• The task
Recast the lines of these records as a JSON list of strings, one string per line, and skip any blank lines. Leave the pictures out of the answer.
══════════════════════════════
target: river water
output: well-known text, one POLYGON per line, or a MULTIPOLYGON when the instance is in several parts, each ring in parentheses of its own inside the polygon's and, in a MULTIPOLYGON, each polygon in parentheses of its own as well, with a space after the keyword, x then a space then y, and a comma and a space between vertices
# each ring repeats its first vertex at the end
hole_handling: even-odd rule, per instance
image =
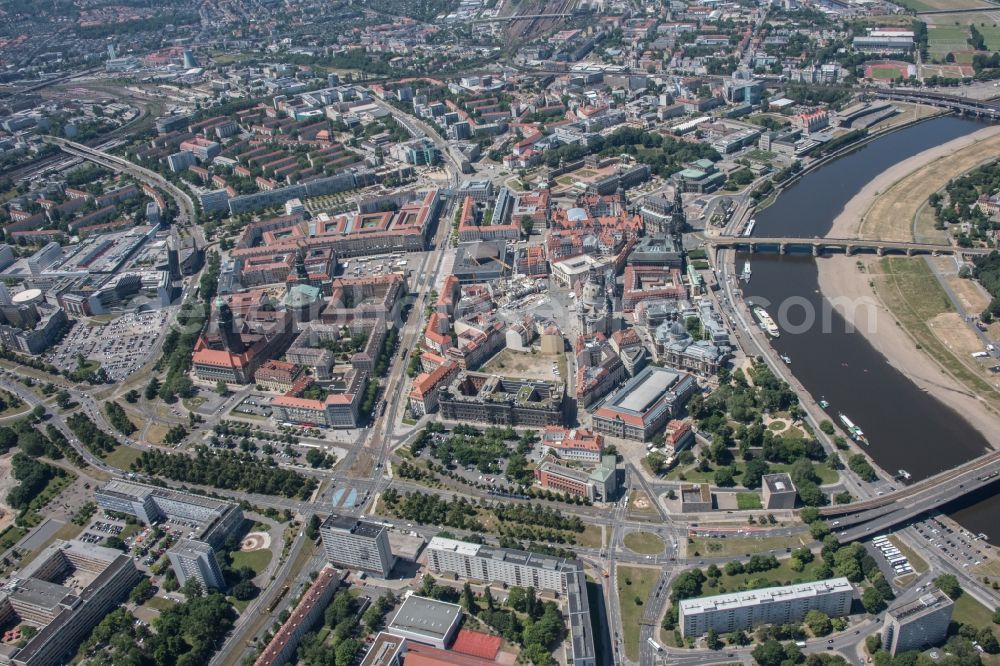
══════════════════════════════
• Completed task
[
  "target: river water",
  "output: well-known text, one POLYGON per line, or a MULTIPOLYGON when the instance is in several parts, each ring in parentheses of its own inside the polygon's and, in a MULTIPOLYGON, each polygon in parentheses of its own as well, with a space after the keyword, x then a space then y, and a comma and a space between vertices",
  "# each ring repeats its first vertex at the end",
  "hole_handling: even-odd rule, per instance",
  "image ="
]